Your goal
Your answer must be the full set of records, repeated exactly.

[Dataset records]
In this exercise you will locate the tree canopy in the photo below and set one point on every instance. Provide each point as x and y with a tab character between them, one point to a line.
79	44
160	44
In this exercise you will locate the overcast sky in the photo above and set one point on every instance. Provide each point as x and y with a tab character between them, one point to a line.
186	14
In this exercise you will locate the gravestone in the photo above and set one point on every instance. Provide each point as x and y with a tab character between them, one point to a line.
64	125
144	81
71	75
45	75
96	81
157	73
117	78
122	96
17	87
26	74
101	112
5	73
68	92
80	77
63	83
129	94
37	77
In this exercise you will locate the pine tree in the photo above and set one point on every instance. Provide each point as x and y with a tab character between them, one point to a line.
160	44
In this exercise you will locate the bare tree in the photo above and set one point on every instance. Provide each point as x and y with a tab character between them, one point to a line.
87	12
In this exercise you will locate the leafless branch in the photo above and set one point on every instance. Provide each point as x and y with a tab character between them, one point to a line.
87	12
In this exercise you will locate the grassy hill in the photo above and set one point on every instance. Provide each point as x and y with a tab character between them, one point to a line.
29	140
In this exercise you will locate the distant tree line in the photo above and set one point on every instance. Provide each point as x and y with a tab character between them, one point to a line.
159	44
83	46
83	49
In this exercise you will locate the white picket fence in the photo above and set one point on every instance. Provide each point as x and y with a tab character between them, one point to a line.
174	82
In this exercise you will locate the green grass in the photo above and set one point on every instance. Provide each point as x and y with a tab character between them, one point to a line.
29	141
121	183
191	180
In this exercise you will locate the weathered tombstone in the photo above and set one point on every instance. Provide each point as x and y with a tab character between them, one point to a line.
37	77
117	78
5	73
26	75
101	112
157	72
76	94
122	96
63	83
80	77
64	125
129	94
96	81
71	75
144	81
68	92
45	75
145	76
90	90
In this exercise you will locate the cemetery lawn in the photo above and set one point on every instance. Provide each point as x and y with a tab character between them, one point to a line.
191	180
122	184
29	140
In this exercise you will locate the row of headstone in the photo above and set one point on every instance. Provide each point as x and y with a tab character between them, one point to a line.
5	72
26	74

Response area
In this exercise you will locate the tree canopy in the photo below and set one point on every instance. Provide each point as x and y with a tab character between them, one point to a line.
79	44
160	44
In this exercise you will locate the overcast sky in the photo above and set one point on every instance. Provide each point as x and y with a tab character between them, one point to a line.
186	14
In this exercise you will locate the gravestone in the photo above and set one point on every instance. Provide each point as x and y with a tab character between them, one point to a line.
64	125
144	81
71	75
45	75
96	81
157	73
117	78
122	96
17	87
26	74
101	112
5	73
68	92
80	77
63	83
129	94
37	77
In this exercise you will locate the pine tree in the photo above and set one point on every instance. Provide each point as x and y with a tab character between them, one point to a line.
160	44
In this exercise you will locate the bare tree in the photo above and set one point on every instance. Provide each point as x and y with a tab character between them, one point to a line.
87	12
In this exercise you will locate the leafless branch in the photo above and set one point on every instance. Provide each point as x and y with a tab character between them, one point to a line.
87	12
In this exercise you will locate the grassy hill in the photo above and set one point on every instance. Provide each point as x and y with a tab character between them, one point to a line.
29	140
In this exercise you will locate the distant tree line in the photo above and set one point on every instance. Provide each point as x and y with a tab character between them, one point to a line.
159	44
83	46
83	49
In this exercise you will locate the white picket fence in the photo above and set one point on every instance. Provide each point as x and y with a tab character between them, one point to a line.
174	82
In this exercise you will locate the green grass in the photo above and set one point on every instance. Provide each point as x and y with a tab character between them, one point to a line.
29	141
121	183
191	180
In this exercise you will locate the weathered tombstone in the photo above and set one point on every instance. Provide each point as x and y with a tab character between them, one point to a line.
37	77
117	78
5	73
26	75
101	112
157	72
76	94
122	96
63	83
80	77
64	125
129	94
96	81
71	75
144	81
68	92
45	75
145	76
90	90
In this exercise you will locate the cemetery lawn in the photo above and set one point on every instance. Provide each point as x and y with a tab character between them, one point to a line.
191	180
122	184
29	140
In this exercise you will locate the row of headstone in the photo above and set one point on every instance. Provide each point as x and y with a tab character between them, one point to a line.
5	72
26	74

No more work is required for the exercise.